_Supplied passage_
---
Chris Mercer

Comment - Picking through the NICE report

By Chris Mercer | 2 June 2010

Meddling with the price of alcohol is going to be tricky for a Government that instinctively recoils from policies which might jeopardise free market competition.

The Conservative Party, which forms the bulk of the UK's new Coalition Government, does not believe in minimum pricing, whether for alcohol or for chocolate biscuits.

While in opposition, the Conservatives publicly rejected a base price for drinks and there has been nothing to suggest that the party's position has changed. The country's main competition body, the Office of Fair Trading, believes a minimum price would harm competition.

On this basis, we do not think minimum pricing is likely to feature in the Government's new alcohol strategy, despite the National Institute for Health and Clinical Excellence (NICE) throwing its weight behind the policy today (2 June).

However, by publishing its recommendations so soon after the General Election, NICE has undoubtedly upped the pressure on the Government to act swiftly and determinedly on alcohol-related harm.

An overhaul of the Licensing Act, which could well include stricter rules on the number of licences handed out and also on opening hours, is one thing that both NICE and the Government appear to agree on. This could rise up the legislation agenda.
---
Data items
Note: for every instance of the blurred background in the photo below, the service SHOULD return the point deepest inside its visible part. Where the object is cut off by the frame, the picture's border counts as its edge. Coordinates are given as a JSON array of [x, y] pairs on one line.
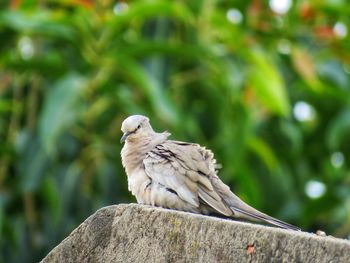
[[264, 84]]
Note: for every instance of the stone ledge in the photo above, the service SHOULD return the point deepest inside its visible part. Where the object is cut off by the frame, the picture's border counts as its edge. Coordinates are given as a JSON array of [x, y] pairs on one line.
[[137, 233]]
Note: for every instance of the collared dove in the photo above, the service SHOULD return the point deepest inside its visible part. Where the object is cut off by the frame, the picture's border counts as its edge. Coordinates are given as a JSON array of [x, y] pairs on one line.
[[179, 175]]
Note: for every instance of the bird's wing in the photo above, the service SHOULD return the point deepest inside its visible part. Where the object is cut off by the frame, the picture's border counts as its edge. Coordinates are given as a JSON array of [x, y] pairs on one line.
[[185, 168]]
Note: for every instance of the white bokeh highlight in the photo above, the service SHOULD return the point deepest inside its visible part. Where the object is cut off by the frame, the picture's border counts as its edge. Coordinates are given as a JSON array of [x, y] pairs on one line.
[[303, 111], [315, 189]]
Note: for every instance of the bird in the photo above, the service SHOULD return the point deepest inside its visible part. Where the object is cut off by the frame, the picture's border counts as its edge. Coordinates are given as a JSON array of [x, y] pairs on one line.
[[180, 175]]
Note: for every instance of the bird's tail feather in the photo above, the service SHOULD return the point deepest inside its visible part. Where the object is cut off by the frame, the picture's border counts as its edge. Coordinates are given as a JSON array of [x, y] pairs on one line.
[[265, 218]]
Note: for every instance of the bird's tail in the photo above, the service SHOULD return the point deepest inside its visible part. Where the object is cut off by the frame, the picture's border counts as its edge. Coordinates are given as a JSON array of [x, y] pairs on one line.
[[258, 216]]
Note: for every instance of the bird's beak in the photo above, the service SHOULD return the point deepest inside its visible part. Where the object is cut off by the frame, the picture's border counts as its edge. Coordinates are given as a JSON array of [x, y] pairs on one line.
[[123, 138]]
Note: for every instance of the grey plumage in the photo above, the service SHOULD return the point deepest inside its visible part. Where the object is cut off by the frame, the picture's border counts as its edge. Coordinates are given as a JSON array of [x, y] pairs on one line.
[[179, 175]]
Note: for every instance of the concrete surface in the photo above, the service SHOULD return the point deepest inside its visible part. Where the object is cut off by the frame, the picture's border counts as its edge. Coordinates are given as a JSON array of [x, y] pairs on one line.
[[136, 233]]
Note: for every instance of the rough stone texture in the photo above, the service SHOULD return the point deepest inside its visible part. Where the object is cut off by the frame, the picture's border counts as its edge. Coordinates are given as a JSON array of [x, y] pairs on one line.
[[135, 233]]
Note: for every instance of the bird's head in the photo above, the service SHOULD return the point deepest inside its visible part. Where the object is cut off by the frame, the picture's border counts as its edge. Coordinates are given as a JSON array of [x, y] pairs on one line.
[[135, 126]]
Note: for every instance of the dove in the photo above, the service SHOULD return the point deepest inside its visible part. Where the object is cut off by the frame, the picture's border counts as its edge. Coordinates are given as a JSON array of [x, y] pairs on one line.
[[179, 175]]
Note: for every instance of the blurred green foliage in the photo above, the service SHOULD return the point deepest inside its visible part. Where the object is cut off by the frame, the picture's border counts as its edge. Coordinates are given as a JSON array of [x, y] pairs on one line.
[[268, 93]]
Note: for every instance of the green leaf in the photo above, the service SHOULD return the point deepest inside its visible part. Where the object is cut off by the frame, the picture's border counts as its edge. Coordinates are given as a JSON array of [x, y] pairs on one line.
[[264, 152], [267, 83], [44, 23], [60, 109]]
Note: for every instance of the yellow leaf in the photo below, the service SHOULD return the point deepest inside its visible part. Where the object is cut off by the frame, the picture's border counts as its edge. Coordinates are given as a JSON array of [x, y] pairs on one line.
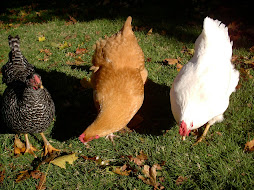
[[60, 161], [249, 146], [63, 46], [86, 83], [150, 32], [171, 61], [41, 38]]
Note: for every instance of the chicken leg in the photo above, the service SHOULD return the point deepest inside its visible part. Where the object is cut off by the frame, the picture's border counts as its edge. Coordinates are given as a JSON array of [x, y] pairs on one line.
[[203, 135], [29, 147], [48, 147]]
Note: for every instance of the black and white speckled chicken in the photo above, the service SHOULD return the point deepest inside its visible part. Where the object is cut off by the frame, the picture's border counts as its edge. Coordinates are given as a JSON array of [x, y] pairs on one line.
[[17, 67], [29, 108]]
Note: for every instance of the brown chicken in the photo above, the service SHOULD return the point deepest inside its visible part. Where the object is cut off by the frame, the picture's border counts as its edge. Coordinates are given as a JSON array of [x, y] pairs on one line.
[[118, 81]]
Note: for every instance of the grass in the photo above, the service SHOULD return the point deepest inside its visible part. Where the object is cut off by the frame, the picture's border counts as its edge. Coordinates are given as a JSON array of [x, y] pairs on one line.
[[218, 163]]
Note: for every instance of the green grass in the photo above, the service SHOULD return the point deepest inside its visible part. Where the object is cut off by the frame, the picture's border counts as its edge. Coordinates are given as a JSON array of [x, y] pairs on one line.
[[217, 163]]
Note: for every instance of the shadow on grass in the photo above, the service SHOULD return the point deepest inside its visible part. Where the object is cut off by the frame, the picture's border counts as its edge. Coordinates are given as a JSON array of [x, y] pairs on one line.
[[74, 105], [156, 110], [75, 109]]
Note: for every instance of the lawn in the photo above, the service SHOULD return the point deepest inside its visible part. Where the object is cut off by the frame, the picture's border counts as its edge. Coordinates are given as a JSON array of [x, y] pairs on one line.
[[219, 162]]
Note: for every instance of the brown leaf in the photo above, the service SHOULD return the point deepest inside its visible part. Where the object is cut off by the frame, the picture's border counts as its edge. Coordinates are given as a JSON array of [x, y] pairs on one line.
[[121, 170], [181, 180], [36, 174], [42, 181], [70, 54], [86, 83], [19, 147], [2, 176], [179, 66], [139, 159], [150, 173], [252, 49], [171, 61], [22, 176], [80, 51], [249, 146], [135, 122], [150, 32]]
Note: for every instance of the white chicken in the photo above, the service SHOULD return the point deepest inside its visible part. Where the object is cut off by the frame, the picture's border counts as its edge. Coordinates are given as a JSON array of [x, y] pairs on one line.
[[200, 92]]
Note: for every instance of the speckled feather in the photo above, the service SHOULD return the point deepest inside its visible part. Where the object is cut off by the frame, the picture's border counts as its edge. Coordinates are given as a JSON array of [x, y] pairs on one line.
[[27, 110], [17, 67]]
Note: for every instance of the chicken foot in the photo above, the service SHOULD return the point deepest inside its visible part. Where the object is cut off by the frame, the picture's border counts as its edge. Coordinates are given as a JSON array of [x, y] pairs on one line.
[[29, 147], [203, 135], [48, 147]]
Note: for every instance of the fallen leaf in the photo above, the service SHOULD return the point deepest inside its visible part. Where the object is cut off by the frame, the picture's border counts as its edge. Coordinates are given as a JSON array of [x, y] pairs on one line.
[[150, 176], [41, 38], [86, 83], [36, 174], [121, 170], [186, 50], [139, 159], [22, 176], [249, 146], [64, 46], [179, 66], [181, 180], [2, 176], [42, 181], [171, 61], [46, 51], [149, 59], [97, 160], [19, 147], [70, 54], [80, 51], [150, 32], [61, 161]]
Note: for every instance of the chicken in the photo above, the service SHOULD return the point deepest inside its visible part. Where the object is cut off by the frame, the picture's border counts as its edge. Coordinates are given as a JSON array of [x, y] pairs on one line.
[[27, 106], [118, 79], [201, 90], [17, 67]]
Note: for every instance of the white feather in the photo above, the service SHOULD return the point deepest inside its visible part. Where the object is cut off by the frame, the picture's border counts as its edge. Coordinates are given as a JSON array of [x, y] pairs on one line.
[[200, 92]]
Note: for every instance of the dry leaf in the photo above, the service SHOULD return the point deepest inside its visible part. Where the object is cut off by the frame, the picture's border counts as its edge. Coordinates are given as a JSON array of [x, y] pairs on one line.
[[36, 174], [249, 146], [171, 61], [60, 161], [149, 59], [64, 45], [2, 176], [139, 159], [80, 51], [187, 51], [86, 83], [150, 32], [42, 181], [19, 147], [121, 170], [70, 54], [180, 180], [22, 176], [41, 38], [179, 66]]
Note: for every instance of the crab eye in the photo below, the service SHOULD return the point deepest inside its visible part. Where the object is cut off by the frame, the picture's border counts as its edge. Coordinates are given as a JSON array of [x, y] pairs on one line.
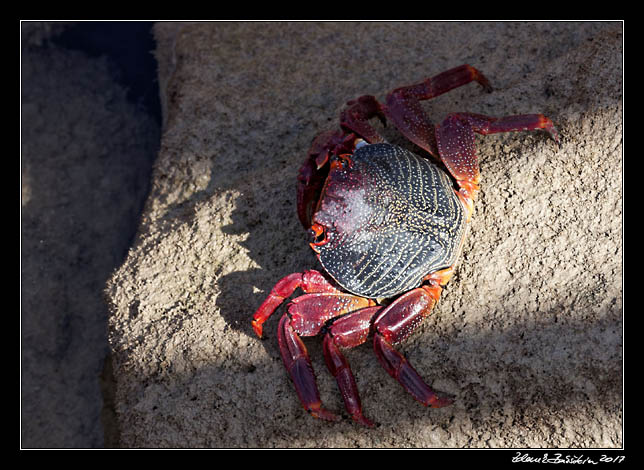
[[318, 233]]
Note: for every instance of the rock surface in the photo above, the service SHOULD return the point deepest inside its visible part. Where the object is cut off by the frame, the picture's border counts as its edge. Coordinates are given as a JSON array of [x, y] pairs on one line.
[[527, 335]]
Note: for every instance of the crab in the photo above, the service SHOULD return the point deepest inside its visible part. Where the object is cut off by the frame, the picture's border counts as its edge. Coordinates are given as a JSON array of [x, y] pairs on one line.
[[387, 227]]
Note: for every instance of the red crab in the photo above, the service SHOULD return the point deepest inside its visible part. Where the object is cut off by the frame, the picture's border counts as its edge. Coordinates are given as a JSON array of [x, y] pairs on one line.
[[387, 228]]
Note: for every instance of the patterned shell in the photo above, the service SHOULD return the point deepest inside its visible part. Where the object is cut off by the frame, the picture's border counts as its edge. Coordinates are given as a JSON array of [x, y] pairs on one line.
[[392, 218]]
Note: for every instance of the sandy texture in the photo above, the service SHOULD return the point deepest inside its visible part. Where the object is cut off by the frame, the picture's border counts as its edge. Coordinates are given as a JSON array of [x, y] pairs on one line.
[[527, 335]]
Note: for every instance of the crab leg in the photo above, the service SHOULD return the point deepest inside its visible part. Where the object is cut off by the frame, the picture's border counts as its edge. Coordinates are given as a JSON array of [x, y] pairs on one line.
[[348, 331], [308, 281], [395, 323], [306, 316], [455, 143], [404, 110], [299, 368]]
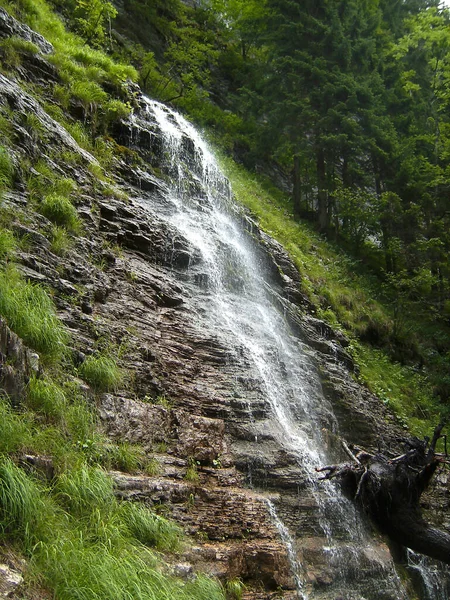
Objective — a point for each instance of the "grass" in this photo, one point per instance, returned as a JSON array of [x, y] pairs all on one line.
[[101, 372], [6, 169], [406, 391], [29, 312], [84, 544], [151, 529], [60, 211], [345, 297], [60, 241], [47, 398]]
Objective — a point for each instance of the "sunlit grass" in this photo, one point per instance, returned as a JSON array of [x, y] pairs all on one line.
[[344, 297], [29, 312]]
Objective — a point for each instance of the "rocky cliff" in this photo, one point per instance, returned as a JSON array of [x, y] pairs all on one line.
[[196, 404]]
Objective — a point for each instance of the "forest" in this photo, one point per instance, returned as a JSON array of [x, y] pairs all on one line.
[[345, 106], [330, 119]]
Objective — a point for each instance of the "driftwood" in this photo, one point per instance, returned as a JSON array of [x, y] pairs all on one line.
[[389, 489]]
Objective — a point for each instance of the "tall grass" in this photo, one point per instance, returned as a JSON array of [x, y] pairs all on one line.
[[89, 547], [15, 429], [60, 210], [343, 295], [29, 312], [101, 372]]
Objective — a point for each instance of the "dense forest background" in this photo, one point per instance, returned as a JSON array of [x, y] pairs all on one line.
[[344, 106]]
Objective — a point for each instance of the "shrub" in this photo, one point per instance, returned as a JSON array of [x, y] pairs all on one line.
[[60, 211], [101, 372]]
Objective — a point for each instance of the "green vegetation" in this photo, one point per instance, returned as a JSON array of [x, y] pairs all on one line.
[[60, 211], [29, 312], [6, 169], [101, 372], [347, 297], [83, 543]]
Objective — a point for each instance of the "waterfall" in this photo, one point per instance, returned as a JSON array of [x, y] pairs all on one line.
[[229, 276]]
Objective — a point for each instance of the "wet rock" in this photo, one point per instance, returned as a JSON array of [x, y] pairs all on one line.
[[11, 27], [12, 95], [134, 421], [200, 438], [17, 363], [10, 579]]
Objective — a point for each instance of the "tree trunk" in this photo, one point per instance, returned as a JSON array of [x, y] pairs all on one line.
[[389, 490]]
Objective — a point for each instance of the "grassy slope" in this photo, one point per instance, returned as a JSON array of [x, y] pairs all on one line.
[[344, 295], [79, 541], [72, 530]]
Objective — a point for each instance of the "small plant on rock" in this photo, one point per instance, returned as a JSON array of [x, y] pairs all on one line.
[[60, 211], [191, 472], [101, 372]]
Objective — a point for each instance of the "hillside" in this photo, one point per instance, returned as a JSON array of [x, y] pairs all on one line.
[[144, 437]]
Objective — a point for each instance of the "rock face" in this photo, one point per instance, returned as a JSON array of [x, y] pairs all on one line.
[[195, 399]]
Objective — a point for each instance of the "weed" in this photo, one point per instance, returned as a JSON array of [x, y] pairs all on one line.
[[234, 589], [47, 398], [61, 242], [101, 372], [192, 472], [152, 467], [34, 126], [6, 169], [60, 210], [21, 504], [127, 457], [30, 313], [151, 529], [15, 429], [8, 244], [84, 489], [13, 48]]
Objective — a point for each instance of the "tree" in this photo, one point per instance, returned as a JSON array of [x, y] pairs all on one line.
[[92, 18]]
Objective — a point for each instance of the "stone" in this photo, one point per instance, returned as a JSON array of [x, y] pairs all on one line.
[[10, 579]]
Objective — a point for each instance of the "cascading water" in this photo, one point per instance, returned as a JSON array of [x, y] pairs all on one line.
[[237, 308]]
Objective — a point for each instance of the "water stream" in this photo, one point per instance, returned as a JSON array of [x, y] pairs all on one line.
[[240, 312]]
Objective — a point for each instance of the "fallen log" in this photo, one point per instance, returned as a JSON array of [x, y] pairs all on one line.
[[389, 490]]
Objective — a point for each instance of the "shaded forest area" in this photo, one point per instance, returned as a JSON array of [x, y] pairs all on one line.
[[345, 104]]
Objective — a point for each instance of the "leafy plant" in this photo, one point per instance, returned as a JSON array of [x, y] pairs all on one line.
[[60, 210], [30, 313]]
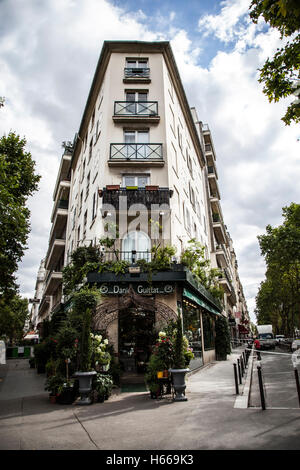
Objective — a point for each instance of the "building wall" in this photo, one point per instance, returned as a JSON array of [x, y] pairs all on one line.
[[184, 171]]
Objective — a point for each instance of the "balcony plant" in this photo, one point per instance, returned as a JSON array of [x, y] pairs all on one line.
[[101, 358]]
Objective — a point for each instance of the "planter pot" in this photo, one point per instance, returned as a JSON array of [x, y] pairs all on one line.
[[41, 369], [100, 398], [85, 386], [178, 377], [66, 397]]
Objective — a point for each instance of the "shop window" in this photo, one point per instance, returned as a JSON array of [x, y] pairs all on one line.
[[208, 331], [192, 331]]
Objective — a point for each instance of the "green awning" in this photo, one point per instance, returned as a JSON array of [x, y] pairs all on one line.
[[200, 302]]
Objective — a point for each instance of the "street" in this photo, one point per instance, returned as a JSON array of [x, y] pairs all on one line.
[[278, 379], [207, 421]]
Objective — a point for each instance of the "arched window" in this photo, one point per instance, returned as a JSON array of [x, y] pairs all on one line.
[[138, 242]]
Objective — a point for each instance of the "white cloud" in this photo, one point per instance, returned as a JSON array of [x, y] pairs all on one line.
[[227, 25], [48, 56]]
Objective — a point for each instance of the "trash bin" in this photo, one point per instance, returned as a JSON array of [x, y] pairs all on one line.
[[15, 353], [27, 351]]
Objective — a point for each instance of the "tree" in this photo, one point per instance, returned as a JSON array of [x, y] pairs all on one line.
[[278, 298], [281, 74], [18, 181]]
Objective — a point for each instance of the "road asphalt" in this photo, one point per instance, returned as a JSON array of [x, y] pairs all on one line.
[[213, 418]]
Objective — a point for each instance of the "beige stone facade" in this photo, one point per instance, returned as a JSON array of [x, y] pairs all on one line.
[[140, 142]]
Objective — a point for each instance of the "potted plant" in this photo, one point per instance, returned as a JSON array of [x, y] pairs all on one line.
[[222, 340], [52, 384], [66, 393], [85, 374], [179, 368]]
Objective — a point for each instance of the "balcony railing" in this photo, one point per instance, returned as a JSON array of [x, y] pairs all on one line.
[[136, 108], [134, 72], [137, 196], [216, 217], [63, 204], [136, 152], [130, 256]]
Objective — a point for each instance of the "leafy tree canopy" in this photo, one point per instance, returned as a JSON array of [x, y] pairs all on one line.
[[281, 74], [18, 181], [278, 298]]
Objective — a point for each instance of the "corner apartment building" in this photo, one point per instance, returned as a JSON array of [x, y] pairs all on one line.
[[141, 161]]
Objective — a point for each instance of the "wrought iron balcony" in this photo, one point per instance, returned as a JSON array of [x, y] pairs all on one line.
[[130, 256], [136, 152], [136, 108], [134, 72], [136, 196]]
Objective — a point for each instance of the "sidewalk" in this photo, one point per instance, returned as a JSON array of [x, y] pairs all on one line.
[[209, 419]]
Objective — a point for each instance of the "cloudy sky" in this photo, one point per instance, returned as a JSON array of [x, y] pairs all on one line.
[[48, 55]]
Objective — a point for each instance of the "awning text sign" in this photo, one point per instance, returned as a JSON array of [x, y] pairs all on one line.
[[142, 289]]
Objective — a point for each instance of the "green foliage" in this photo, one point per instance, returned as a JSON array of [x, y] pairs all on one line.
[[54, 384], [103, 384], [193, 257], [278, 298], [154, 365], [100, 354], [222, 339], [18, 181], [83, 260], [13, 314], [280, 74], [85, 344]]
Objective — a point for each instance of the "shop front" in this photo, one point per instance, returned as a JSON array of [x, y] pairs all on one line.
[[199, 327], [133, 310]]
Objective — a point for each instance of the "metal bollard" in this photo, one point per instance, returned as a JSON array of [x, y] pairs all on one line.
[[242, 365], [261, 387], [239, 370], [236, 379], [245, 360], [297, 383]]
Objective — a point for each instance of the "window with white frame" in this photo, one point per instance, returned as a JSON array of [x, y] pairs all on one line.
[[138, 242], [135, 180], [136, 137], [136, 63]]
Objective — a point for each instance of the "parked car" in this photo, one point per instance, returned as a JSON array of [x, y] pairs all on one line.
[[295, 345]]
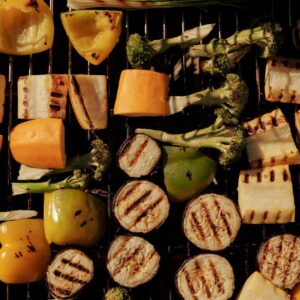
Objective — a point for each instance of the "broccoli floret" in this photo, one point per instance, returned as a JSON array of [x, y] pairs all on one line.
[[228, 139], [117, 293], [84, 168], [230, 98], [140, 51], [268, 36]]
---
_Task set_
1. Reproduce the stretch of the NICE report comment from "However, by publishing" through "on alcohol-related harm.".
2. In the NICE report comment, which body does the writer describe as the country's main competition body?

_Exercise results_
1.
However, by publishing its recommendations so soon after the General Election, NICE has undoubtedly upped the pressure on the Government to act swiftly and determinedly on alcohol-related harm.

2. The Office of Fair Trading.